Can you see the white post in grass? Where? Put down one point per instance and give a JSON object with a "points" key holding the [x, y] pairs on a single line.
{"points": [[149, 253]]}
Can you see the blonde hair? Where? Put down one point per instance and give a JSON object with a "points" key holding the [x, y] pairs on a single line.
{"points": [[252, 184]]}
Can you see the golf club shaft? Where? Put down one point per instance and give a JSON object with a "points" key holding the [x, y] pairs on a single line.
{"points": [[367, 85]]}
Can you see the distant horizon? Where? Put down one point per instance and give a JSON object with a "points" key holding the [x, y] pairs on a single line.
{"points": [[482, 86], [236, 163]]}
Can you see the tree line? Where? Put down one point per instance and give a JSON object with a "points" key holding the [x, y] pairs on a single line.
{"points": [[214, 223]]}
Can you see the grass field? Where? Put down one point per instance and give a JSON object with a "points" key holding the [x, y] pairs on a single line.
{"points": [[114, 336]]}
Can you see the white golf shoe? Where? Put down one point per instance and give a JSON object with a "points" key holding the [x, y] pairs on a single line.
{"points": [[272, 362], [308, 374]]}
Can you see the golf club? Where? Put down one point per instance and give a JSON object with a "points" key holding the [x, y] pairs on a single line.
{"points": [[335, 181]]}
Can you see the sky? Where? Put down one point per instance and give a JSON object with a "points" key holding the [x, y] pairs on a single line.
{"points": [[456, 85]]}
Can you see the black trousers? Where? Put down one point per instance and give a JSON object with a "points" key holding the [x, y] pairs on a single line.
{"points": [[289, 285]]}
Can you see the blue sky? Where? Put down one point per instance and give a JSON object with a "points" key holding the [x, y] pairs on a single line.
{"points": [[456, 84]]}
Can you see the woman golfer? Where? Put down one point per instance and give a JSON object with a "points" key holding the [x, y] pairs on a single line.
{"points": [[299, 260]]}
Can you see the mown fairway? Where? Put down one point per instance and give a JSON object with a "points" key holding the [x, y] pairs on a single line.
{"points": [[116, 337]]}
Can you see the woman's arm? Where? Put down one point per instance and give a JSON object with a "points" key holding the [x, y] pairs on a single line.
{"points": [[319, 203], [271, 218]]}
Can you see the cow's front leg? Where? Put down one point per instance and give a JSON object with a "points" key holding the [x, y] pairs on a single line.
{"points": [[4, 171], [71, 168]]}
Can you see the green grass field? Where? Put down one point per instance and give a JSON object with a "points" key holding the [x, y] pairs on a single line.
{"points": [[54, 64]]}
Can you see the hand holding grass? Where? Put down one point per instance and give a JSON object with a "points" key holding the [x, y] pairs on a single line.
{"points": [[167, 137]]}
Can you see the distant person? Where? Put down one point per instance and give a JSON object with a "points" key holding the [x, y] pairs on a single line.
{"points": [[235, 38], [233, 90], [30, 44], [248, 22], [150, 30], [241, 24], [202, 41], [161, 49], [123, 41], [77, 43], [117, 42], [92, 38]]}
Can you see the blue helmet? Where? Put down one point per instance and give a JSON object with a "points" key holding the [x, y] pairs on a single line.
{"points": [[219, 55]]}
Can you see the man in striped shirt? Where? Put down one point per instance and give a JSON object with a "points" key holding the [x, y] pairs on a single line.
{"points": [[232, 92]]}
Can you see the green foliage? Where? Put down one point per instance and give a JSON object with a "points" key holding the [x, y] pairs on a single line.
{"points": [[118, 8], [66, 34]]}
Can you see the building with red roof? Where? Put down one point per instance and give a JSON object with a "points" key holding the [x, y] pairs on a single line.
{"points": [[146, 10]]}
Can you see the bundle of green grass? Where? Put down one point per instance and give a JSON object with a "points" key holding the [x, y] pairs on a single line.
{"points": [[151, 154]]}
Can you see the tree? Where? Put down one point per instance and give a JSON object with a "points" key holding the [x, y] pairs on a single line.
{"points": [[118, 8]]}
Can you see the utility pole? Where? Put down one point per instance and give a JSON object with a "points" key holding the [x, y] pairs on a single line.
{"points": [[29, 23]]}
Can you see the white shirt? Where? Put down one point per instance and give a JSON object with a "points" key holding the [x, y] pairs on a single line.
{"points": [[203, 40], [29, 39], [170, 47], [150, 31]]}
--------------------------------------------------
Work instructions.
Return each entry from above without altering a single character.

Task result.
Can you see the white post in grass? Where? Put down one point per instance and give a JSON object with a "points" key holding the [x, y] pairs on a single line.
{"points": [[149, 253]]}
Can you see the blonde hair? Where? Put down one point per instance and give a JSON object with a "points" key holding the [x, y] pairs on a single line.
{"points": [[252, 184]]}
Can you see the golf club shaft? Where? Put down one point per instance and give a JSON object with a "points" key holding the [x, y] pairs on a single line.
{"points": [[367, 85]]}
Can you see the distant horizon? Where? Put down one point per instance and give a JSON object with a "points" key holding the [x, y] pairs on a single line.
{"points": [[482, 86], [236, 163]]}
Can you see the tree line? Where? Put down one point per instance and give a JSON object with a "points" key holding the [x, y] pairs on a single line.
{"points": [[214, 223]]}
Can you see the grass field? Where? Put down one point per instance and give a JSON object with a "points" key holding the [x, y] pairs on a single line.
{"points": [[114, 336]]}
Can you see the white golf shoe? Where? Put down one point per instance and give a JSON object with a "points" key holding the [x, y] pairs on a single line.
{"points": [[272, 362], [308, 374]]}
Can you see the golf club? Where? Put down one point per instance and give a JSON object with a "points" key holding the [x, y] pairs on a single line.
{"points": [[335, 181]]}
Can you see the sky? Where? Put down one point per instance and give a JSON object with a "points" key holding the [x, y] pairs on a single line.
{"points": [[456, 85]]}
Can you see the black trousers? Where? Put down one point per instance and give a JSON object with a "points" key holding the [x, y] pairs on a single line.
{"points": [[289, 285]]}
Can you see the blue sky? Where? Put down one point per instance and give a JSON object with a "points" key holding the [x, y] pairs on a single line.
{"points": [[456, 84]]}
Can you see the woman golfer? Where? Put down one point per instance and give a JSON object with a "points" key holding the [x, y] pairs on a single line.
{"points": [[299, 260]]}
Can you see the mown fairway? Where? Put down one point per instance and give a JSON object with a "points" key holding the [x, y] pairs on a single line.
{"points": [[116, 337]]}
Can you see the woman's arm? Where? Put down one point per instance and give a JSON object with a "points" key holding the [x, y] pairs on a single line.
{"points": [[319, 203], [271, 218]]}
Can you see the cow's front leg? Where? Put down one point per instance and give a JSON object with a "points" key holding the [x, y] pairs on a single line.
{"points": [[4, 171], [71, 168]]}
Can you see the green grass field? Where? Put down one point per instance and give a JSON object with a "points" key holding the [x, y] pairs on a single line.
{"points": [[54, 64]]}
Can you see the hand holding grass? Where? Put down one point per instance and give a JSON object with a "points" key holding the [x, y] pairs on a single line.
{"points": [[167, 137]]}
Can you see the distant person? Where? Put down one point per instance and give a JSON object with a "points" key holding the [x, y] pairs on a single line.
{"points": [[235, 38], [233, 90], [30, 44], [248, 22], [150, 30], [241, 24], [202, 41], [161, 49], [123, 41], [77, 43], [117, 42], [92, 38]]}
Can you see the blue helmet? Where? Put down one point per instance and give a JSON object with a "points" key holding the [x, y] pairs on a single line.
{"points": [[219, 55]]}
Can you see the man in striped shirt? Where? Put down one point per instance and give a JSON object with a "points" key holding the [x, y] pairs on a single line.
{"points": [[232, 92]]}
Can you see the green foliage? Where? Put down one point per instance and give a JSON object with a "points" key holding the [x, y] pairs on a single line.
{"points": [[118, 8], [66, 34]]}
Can you see the building with red roof? Where? Put down one point per instance and give a JSON object with a "points" key holding the [x, y] pairs on a single line.
{"points": [[146, 10]]}
Can you see the bundle of green grass? Where? Put down one point per instance and give a JSON object with a "points" key holding the [x, y] pairs on a single line.
{"points": [[151, 154]]}
Can you see the tree? Where? Put down one point per instance and give a JSON object with a "points" key holding the [x, y] pairs on a single line.
{"points": [[118, 8]]}
Can you see the utility pole? Where? Put down one point per instance and give a JSON object with a "points" key holding the [x, y] pairs on a single line.
{"points": [[29, 23]]}
Can you see the white shirt? Where? Put down one point per instance and give a JSON object with a "points" key holding the [x, y] pairs on a single line.
{"points": [[203, 40], [29, 39], [170, 47], [150, 31]]}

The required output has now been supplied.